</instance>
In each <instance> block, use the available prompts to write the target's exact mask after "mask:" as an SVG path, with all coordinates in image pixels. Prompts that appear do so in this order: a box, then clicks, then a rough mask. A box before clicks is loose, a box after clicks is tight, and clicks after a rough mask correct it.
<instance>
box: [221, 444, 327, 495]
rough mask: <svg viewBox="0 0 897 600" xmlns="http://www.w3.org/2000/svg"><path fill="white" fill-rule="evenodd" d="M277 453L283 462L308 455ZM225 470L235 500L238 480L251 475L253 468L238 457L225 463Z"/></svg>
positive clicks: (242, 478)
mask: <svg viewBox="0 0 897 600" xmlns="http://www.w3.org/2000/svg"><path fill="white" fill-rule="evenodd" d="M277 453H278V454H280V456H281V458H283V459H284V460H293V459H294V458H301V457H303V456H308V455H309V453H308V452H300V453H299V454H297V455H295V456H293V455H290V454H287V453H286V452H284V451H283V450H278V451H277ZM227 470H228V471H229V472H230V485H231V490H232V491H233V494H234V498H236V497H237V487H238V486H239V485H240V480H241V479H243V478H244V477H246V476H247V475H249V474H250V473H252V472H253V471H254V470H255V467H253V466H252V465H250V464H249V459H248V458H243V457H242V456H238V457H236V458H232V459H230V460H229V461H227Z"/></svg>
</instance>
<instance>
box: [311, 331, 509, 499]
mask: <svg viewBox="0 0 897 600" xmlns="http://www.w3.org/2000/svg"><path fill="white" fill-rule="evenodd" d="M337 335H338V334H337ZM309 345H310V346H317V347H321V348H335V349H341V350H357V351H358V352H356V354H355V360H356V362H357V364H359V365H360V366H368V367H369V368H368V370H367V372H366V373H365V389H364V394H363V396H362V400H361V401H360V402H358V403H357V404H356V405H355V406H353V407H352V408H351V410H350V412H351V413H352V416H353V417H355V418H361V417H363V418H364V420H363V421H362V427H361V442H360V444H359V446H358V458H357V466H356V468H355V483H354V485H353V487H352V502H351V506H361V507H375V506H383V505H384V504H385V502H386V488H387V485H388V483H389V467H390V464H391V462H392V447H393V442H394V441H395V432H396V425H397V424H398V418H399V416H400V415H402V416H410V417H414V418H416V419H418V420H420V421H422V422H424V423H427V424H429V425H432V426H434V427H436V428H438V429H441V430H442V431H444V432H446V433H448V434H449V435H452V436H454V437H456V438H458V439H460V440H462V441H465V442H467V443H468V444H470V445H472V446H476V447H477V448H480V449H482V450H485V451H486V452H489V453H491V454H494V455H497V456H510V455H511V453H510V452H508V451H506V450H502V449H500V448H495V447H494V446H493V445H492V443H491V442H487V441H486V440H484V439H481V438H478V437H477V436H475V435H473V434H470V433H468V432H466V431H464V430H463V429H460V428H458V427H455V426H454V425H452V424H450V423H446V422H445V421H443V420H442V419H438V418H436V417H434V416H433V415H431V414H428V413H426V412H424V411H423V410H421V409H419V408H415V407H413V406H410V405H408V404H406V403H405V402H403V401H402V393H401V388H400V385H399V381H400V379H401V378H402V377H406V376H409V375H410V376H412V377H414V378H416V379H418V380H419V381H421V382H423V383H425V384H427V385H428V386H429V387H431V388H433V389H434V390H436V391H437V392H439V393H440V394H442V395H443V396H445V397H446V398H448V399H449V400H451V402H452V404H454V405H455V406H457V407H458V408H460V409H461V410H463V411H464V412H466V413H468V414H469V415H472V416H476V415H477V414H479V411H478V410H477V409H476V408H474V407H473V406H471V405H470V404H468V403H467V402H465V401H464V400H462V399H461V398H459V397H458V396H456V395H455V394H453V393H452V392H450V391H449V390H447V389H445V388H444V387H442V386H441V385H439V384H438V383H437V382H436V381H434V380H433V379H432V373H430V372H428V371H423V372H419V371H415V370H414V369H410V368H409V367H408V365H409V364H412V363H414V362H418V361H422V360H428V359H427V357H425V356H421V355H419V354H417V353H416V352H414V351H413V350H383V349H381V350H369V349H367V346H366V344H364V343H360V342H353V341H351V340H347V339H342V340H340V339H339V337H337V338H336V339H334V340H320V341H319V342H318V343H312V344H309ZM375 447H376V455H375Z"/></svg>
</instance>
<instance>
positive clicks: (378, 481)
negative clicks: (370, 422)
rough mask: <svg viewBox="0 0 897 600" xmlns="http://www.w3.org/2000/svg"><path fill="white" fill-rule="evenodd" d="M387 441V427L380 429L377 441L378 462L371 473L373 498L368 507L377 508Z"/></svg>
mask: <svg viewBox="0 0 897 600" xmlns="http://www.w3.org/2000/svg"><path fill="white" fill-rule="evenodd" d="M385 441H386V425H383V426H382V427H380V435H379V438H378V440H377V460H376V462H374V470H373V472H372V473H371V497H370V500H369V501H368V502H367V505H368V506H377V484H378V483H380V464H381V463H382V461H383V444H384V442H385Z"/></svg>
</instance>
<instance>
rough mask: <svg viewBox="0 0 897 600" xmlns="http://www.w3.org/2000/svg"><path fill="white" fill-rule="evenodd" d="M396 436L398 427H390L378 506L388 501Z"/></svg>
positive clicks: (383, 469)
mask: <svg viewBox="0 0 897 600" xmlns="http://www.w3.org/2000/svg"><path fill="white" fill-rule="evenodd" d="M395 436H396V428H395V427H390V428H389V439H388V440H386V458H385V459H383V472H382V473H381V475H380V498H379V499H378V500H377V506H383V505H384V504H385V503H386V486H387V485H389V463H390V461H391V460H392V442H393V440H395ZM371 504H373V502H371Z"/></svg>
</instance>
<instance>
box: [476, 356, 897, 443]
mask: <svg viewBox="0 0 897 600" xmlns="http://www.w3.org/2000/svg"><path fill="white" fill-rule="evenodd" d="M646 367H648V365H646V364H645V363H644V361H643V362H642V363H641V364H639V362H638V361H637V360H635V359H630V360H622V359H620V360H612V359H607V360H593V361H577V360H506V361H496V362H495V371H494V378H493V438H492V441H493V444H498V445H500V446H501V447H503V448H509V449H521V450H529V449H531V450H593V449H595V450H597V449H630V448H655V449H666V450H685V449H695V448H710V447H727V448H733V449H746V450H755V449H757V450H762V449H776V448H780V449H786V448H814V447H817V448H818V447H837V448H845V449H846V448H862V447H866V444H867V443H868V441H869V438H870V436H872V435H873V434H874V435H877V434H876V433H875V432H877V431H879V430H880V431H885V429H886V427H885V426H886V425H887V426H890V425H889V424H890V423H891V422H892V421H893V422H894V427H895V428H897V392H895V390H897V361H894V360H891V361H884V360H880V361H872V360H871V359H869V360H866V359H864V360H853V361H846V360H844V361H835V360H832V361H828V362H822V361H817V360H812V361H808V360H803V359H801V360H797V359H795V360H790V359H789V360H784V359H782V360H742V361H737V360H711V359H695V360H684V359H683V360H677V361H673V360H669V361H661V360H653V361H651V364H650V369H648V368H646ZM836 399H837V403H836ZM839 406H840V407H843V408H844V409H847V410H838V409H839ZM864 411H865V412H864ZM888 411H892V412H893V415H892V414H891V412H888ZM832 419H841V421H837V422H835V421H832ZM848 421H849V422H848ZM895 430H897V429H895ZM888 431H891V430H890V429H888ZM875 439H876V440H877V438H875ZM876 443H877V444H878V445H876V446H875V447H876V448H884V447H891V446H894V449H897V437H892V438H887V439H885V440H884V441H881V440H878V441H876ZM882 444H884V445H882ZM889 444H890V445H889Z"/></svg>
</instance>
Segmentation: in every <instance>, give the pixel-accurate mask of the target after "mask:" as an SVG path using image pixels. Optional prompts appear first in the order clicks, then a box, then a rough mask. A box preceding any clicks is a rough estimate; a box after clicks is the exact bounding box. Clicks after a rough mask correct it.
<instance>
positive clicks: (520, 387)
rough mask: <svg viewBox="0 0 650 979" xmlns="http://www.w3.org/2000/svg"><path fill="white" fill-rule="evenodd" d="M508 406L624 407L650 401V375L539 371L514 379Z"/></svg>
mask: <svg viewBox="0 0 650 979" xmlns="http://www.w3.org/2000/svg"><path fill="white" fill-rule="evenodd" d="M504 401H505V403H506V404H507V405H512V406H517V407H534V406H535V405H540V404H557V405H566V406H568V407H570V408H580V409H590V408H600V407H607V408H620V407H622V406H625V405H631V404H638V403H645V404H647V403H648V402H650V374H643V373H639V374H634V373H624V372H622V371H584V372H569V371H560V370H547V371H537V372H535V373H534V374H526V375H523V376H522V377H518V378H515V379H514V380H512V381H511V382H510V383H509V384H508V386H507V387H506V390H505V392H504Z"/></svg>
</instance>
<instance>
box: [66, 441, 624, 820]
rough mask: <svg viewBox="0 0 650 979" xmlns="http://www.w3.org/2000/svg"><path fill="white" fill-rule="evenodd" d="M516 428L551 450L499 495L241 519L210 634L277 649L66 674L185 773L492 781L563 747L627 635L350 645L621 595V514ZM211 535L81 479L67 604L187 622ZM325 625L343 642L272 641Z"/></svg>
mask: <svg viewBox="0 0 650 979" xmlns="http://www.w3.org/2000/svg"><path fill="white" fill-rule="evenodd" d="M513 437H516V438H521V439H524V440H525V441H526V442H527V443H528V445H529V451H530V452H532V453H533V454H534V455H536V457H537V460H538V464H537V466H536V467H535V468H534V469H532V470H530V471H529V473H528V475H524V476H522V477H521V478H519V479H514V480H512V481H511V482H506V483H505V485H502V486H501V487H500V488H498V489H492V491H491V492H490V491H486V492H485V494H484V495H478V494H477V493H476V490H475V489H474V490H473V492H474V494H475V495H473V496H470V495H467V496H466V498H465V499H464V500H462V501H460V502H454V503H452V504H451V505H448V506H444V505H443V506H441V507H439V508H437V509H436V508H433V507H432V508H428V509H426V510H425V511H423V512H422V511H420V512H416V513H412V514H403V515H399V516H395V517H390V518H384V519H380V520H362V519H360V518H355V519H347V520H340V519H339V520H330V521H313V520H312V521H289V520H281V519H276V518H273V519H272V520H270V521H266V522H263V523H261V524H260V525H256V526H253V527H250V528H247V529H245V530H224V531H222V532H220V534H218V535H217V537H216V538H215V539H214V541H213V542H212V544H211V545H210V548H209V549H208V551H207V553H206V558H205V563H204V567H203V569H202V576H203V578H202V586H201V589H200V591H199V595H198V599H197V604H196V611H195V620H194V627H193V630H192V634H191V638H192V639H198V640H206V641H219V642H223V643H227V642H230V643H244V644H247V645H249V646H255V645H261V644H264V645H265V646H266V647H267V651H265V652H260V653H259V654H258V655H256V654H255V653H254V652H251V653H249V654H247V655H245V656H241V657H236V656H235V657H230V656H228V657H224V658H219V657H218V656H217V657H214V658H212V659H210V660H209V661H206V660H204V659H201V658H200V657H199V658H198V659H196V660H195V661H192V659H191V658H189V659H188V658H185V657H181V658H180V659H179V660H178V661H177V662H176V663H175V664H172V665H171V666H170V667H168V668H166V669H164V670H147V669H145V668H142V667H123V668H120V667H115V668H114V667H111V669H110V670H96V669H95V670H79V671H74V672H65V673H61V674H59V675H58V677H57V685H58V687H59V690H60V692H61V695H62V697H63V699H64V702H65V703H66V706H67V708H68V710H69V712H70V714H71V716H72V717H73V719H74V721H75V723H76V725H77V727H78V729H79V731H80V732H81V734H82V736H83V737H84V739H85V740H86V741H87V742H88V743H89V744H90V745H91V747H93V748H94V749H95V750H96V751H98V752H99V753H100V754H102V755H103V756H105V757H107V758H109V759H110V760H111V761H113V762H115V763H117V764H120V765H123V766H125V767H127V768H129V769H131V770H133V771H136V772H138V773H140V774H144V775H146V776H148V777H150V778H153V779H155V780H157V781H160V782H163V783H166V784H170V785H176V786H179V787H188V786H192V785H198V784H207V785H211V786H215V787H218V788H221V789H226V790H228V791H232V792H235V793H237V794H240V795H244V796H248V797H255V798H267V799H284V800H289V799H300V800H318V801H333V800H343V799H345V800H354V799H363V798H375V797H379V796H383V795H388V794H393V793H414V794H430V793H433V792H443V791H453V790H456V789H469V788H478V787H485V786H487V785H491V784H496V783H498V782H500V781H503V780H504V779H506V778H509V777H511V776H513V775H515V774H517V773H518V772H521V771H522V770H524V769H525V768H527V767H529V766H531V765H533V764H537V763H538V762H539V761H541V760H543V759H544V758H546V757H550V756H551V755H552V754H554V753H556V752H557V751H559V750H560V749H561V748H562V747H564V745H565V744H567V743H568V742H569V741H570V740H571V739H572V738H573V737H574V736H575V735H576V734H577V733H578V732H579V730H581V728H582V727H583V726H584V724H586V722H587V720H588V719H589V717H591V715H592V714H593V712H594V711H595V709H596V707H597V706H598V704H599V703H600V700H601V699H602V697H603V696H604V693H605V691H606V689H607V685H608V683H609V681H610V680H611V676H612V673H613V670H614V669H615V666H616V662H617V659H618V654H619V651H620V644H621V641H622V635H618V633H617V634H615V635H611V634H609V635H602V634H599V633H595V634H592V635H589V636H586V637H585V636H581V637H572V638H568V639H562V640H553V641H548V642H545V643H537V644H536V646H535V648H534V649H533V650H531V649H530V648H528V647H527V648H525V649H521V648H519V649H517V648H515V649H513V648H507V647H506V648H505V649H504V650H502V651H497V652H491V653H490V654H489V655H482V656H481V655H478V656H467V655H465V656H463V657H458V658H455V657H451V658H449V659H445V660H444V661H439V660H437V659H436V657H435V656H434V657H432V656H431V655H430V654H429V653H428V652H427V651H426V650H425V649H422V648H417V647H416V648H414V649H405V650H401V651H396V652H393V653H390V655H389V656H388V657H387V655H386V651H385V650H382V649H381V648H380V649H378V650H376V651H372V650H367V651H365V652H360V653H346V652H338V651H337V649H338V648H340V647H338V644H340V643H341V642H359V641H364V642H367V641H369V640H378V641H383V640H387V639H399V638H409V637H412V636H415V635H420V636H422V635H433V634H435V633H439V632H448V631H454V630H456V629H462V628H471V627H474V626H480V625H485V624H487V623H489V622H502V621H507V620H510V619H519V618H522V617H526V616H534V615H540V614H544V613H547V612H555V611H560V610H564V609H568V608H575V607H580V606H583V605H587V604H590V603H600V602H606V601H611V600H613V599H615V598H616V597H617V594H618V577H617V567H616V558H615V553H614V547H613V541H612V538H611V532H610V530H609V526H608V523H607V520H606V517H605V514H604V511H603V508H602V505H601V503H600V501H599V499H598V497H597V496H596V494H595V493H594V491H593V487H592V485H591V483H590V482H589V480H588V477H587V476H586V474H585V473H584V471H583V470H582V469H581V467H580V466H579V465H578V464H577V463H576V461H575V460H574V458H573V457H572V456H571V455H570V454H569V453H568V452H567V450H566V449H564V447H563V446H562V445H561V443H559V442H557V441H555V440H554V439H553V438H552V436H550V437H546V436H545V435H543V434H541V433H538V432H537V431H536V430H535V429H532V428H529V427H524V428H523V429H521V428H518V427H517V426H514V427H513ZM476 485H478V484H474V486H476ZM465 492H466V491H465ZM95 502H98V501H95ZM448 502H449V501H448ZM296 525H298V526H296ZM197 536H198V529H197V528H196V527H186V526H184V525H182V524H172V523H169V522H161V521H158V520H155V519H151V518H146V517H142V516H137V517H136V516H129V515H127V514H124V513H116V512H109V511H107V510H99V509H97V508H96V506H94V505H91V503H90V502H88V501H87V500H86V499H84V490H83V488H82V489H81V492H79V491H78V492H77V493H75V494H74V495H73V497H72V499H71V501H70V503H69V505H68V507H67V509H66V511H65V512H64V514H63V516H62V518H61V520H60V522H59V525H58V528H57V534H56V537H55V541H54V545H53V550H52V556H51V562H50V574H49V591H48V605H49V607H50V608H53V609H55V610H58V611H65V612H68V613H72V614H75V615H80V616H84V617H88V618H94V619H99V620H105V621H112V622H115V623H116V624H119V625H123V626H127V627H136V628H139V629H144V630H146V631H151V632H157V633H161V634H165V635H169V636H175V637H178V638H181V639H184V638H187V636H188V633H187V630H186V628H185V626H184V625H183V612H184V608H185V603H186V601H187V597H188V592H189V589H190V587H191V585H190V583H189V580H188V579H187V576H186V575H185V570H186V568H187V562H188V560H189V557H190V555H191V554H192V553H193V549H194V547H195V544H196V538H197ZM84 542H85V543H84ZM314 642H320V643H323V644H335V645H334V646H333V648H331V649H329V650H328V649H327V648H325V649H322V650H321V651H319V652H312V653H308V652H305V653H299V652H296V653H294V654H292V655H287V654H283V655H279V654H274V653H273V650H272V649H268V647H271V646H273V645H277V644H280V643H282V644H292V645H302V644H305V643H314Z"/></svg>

---*---

What to work on:
Retype the listing from its first line onward, stopping after the line that contains "453L283 462L308 455ZM225" has been retyped in full.

Exercise response:
</instance>
In each <instance> block, use the available prompts to write the target's exact mask after "mask:" as an SVG path, with all coordinates in image pixels. Prompts that appear do so in this order: a box, then clicks, then a rough mask. A box before clicks is loose, a box after clicks is tight, and clicks after a rough mask correct it.
<instance>
box: [221, 444, 327, 495]
rough mask: <svg viewBox="0 0 897 600" xmlns="http://www.w3.org/2000/svg"><path fill="white" fill-rule="evenodd" d="M277 453L283 462L308 455ZM225 470L235 500L238 480L251 475L253 468L238 457L225 463Z"/></svg>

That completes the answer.